■ PROMPT: Word for word, return the lines below from the first through the line that has "Put a marker on each instance of the man's nose", dropping the pictures.

■ DATASET RECORDS:
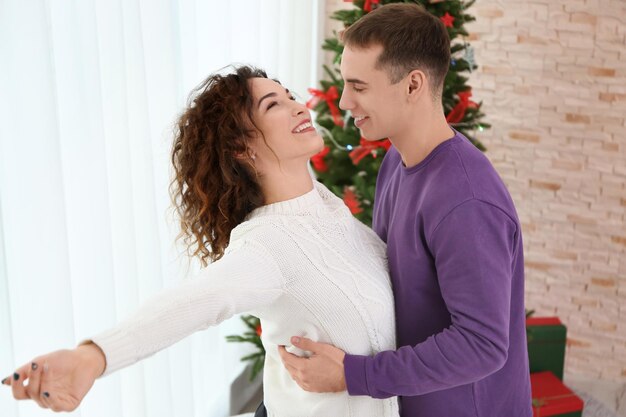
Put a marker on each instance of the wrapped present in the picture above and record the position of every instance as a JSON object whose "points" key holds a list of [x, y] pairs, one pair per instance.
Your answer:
{"points": [[546, 344], [552, 398]]}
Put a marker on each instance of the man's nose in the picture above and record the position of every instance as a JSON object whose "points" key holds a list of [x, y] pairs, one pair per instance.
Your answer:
{"points": [[345, 102]]}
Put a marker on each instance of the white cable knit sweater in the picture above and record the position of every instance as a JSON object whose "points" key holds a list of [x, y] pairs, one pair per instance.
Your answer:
{"points": [[306, 267]]}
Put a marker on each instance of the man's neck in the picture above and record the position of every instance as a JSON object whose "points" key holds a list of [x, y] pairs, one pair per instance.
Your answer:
{"points": [[421, 136]]}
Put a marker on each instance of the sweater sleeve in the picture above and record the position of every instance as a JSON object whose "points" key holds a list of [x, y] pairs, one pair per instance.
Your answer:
{"points": [[242, 280], [473, 249]]}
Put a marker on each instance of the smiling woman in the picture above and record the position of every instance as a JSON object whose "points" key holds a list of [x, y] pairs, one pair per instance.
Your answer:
{"points": [[90, 91], [284, 249]]}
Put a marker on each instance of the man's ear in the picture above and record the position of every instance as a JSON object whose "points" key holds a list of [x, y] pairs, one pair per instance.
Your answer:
{"points": [[417, 84]]}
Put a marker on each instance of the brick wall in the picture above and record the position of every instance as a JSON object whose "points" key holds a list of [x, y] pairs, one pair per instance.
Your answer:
{"points": [[552, 80]]}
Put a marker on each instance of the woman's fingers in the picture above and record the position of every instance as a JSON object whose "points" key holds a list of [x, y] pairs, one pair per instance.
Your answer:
{"points": [[34, 382], [17, 383]]}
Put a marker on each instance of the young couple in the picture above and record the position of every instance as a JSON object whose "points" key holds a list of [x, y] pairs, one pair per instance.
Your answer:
{"points": [[423, 317]]}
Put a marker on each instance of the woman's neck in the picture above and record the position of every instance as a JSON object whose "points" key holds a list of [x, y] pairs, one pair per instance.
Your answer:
{"points": [[282, 185]]}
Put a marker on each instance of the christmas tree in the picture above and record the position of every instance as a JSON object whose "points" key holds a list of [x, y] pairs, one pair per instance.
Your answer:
{"points": [[348, 164]]}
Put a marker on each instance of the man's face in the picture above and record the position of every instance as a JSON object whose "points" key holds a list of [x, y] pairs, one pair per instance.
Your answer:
{"points": [[378, 107]]}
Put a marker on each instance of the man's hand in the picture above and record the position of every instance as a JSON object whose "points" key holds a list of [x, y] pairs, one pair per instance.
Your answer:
{"points": [[321, 372]]}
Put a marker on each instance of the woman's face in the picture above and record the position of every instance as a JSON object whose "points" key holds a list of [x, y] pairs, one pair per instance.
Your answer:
{"points": [[286, 125]]}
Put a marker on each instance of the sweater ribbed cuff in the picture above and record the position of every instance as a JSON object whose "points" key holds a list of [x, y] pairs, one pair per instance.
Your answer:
{"points": [[356, 376], [115, 341]]}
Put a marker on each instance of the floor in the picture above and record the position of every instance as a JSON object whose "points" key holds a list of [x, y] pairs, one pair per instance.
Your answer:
{"points": [[602, 398]]}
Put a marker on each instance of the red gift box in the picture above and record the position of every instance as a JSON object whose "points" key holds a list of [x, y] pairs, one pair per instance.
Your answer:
{"points": [[552, 398]]}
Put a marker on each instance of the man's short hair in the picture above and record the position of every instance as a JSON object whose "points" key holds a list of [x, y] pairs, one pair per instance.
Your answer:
{"points": [[411, 37]]}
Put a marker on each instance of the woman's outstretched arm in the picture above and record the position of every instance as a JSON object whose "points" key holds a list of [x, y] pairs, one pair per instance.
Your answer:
{"points": [[244, 279]]}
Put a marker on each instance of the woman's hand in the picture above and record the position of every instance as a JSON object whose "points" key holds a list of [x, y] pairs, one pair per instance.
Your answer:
{"points": [[59, 380]]}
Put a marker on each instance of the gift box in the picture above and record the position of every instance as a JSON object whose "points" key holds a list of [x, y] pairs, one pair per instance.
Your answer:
{"points": [[546, 344], [552, 398]]}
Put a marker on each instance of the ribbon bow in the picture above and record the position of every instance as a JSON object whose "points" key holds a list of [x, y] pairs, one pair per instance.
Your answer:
{"points": [[329, 96]]}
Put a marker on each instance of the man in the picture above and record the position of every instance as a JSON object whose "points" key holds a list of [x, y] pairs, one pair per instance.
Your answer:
{"points": [[453, 239]]}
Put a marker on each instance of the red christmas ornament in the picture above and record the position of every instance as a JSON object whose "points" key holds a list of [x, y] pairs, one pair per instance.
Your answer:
{"points": [[351, 200], [367, 147], [318, 160], [447, 19], [369, 5], [458, 112], [330, 96]]}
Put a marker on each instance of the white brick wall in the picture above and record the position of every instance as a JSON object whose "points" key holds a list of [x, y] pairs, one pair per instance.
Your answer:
{"points": [[553, 83], [552, 80]]}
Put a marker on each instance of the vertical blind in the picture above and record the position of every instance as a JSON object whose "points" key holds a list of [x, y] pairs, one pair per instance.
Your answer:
{"points": [[89, 93]]}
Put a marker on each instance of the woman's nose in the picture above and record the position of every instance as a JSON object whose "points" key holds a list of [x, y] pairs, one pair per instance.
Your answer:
{"points": [[299, 108]]}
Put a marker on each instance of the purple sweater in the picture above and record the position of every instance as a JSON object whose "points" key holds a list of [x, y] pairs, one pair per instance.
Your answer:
{"points": [[456, 260]]}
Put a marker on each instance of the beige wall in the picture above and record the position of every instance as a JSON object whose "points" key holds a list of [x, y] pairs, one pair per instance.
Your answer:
{"points": [[552, 79]]}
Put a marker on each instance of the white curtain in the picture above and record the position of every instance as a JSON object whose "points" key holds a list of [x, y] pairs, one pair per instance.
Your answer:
{"points": [[89, 92]]}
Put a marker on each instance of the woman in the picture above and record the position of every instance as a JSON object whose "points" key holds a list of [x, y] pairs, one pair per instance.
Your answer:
{"points": [[283, 247]]}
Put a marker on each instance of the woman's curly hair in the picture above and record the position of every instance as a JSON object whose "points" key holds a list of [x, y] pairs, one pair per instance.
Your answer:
{"points": [[214, 189]]}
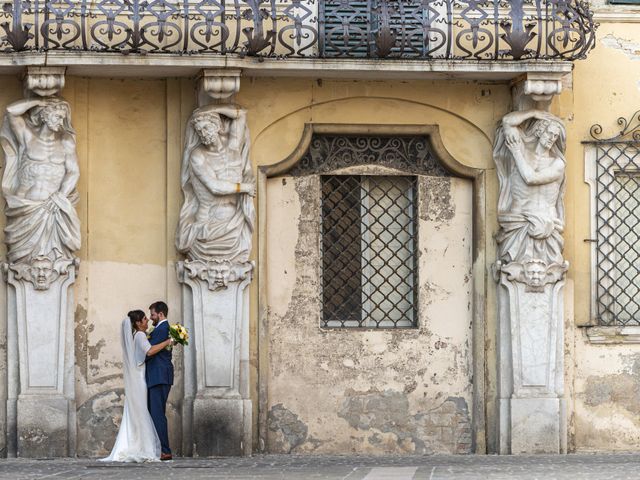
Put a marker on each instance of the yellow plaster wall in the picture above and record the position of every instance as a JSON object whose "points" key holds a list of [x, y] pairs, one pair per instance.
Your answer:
{"points": [[129, 142]]}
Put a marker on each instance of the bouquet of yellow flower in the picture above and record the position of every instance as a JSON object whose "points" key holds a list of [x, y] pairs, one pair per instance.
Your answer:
{"points": [[179, 334]]}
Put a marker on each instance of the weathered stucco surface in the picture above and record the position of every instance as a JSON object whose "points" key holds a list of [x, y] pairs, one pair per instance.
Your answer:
{"points": [[368, 391]]}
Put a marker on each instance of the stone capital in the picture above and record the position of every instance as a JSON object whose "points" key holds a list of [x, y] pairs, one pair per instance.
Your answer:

■ RESPONSE TO THIS TASK:
Put a marker on each instance of the wrapped present in the picture above and record the position of every instance as a JSON object whose "points" key holds a list of [x, y] pairs, one pair per instance.
Your answer:
{"points": [[546, 344], [552, 398]]}
Put a marker on each instance of the man's nose in the picture above and record the position of every instance as a JSON object whose "points" key holds a list of [x, y] pairs, one pair per instance.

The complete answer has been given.